> _Direction 1_
Copy the entries word for word, from the line containing "Crop-scouting request: mark the white" through the end of the entries, including both of those lines.

My design is dead! I can't take it anymore! Help!

Hi, everyone!
I’ve been at this for 8 years, self-taught. I’ve read all the “standard issue” material, from J.M. Brockman, M. Vignelli’s Cannon, The Type Primer, Itten’s color theory and everything else that a college curriculum suggests. I had a deal with Fine Arts Academy students, they supply me with all the material and I in turn help them learn the software, which in this particular academy is really badly covered.

From leading an maintaining a web store, doing tons of web graphics and promo material, to freelancing and launching 3 products on the shelves, I’ve always had a feeling that I’m missing something! Looking at famous designers such as Bierut, Sagmeister, Sher I noticed that “IT” factor that they all have…and when I look at my portfolio, it feels dry, uninspiring and even amateur. Maybe it’s because I’ve been looking at it for too damn long, or I’m too much of a perfectionist, Idk!

The strange thing is that wherever I go, I can re-design my surroundings on the fly in my head and do it right, but when I design my own stuff, I end up disappointed because I know I could do so much better, but there’s something in the way. I wake up at night because I came up with a brand name, a logo and an entire concept in my sleep. I love diving into new projects head first, and I believe my ideas are good if done well, yet there is a gap! A gap between what I know in my head, all the theory and what comes out on the other end. This missing link keeps eluding me for years now, it’s tearing me apart inside, I ended up on several antidepressants.

…so…as I’m looking at the studios and prominent designers like Tobias Van Schneider (also self taught), I keep wondering “what is it that they have that I can’t seem to grasp?”, “why does their work seem so rich and meaningful, while mine feels like it’s been done by a badly callibrated AI?” (at least to me). I believe I could do much better oce I grasp that elusive factor! I also produce music and I have a workflow that grants me a certain quality standard and I want to do the same in design, create a workflow that will allow to produce good if not great work on a consistent basis.

Two months ago I positioned myself as a studio called BLAKBOX and I haven’t had a project since than. I’m sick and tired of Upwork, low-impact material and meaningless projects and I wanna do real design!

> _Entries provided_
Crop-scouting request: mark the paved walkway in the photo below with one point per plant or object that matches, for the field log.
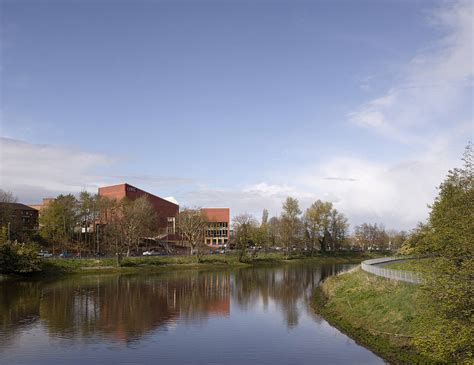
(373, 267)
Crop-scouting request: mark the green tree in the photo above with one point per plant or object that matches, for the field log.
(130, 221)
(290, 223)
(449, 236)
(317, 221)
(191, 225)
(59, 220)
(244, 226)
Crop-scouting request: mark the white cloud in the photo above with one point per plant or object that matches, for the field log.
(32, 171)
(434, 87)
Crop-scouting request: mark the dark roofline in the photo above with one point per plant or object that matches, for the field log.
(19, 206)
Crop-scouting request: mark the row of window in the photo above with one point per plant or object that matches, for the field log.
(212, 225)
(221, 233)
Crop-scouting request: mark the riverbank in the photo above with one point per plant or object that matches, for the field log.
(58, 267)
(381, 314)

> _Direction 2_
Answer these questions using the designer's post:
(a) For how many years has the writer been self-taught?
(b) What name did the writer give the studio?
(c) How many products did the writer launch on the shelves?

> _Solution 1_
Crop-scouting request: mark the white cloud in the photo above with one point per plant or object that matches, for the field log.
(32, 171)
(434, 87)
Crop-scouting request: mark the dark roofline in the photo above with one point per plant or object that matches, for the field log.
(19, 206)
Crop-scouting request: mark the row of window in the photo above with one point per plant or object that matches, for the field log.
(212, 225)
(221, 233)
Crop-scouting request: mark the riverbank in the photo above with one point per plant or object that matches, for the field log.
(58, 267)
(381, 314)

> _Solution 2_
(a) 8 years
(b) BLAKBOX
(c) 3